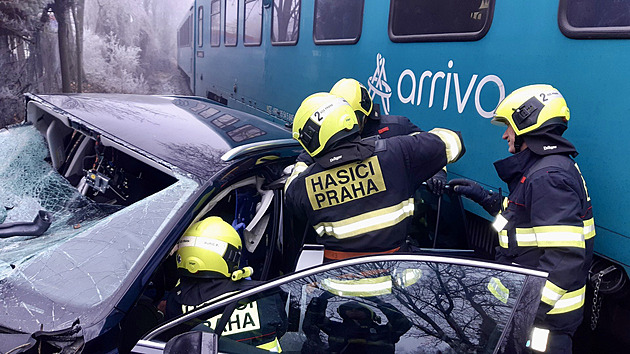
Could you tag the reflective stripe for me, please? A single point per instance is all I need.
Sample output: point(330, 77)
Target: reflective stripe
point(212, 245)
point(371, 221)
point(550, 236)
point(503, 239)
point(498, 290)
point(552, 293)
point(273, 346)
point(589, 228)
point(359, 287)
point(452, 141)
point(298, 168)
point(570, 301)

════════

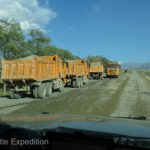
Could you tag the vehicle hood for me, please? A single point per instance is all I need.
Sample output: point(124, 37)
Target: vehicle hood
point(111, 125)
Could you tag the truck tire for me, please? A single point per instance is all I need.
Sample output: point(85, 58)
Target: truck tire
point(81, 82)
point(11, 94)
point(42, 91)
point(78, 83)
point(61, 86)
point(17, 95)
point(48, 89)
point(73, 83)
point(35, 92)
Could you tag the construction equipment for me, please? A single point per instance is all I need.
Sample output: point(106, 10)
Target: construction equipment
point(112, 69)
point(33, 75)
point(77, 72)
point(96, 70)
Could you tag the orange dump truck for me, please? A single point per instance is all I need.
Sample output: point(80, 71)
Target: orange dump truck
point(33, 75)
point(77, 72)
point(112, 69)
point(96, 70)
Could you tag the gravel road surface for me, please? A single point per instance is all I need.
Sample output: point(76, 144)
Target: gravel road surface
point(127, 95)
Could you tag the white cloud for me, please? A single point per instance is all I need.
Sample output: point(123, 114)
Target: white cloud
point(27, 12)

════════

Task directions
Format the data lines from the one containing "Could you tag the reflective" through the one containing "point(570, 301)", inclusive, as a JSON list of strings with one string per line and blank lines omitted.

Answer for this exercise
[
  "Could you tag the reflective stripe for me, please? A single point per instance is all I need.",
  "Sample output: point(330, 77)",
  "Target: reflective stripe",
  "point(212, 245)",
  "point(371, 221)",
  "point(550, 236)",
  "point(503, 239)",
  "point(498, 290)",
  "point(552, 293)",
  "point(273, 346)",
  "point(589, 228)",
  "point(359, 287)",
  "point(452, 141)",
  "point(298, 168)",
  "point(570, 301)"
]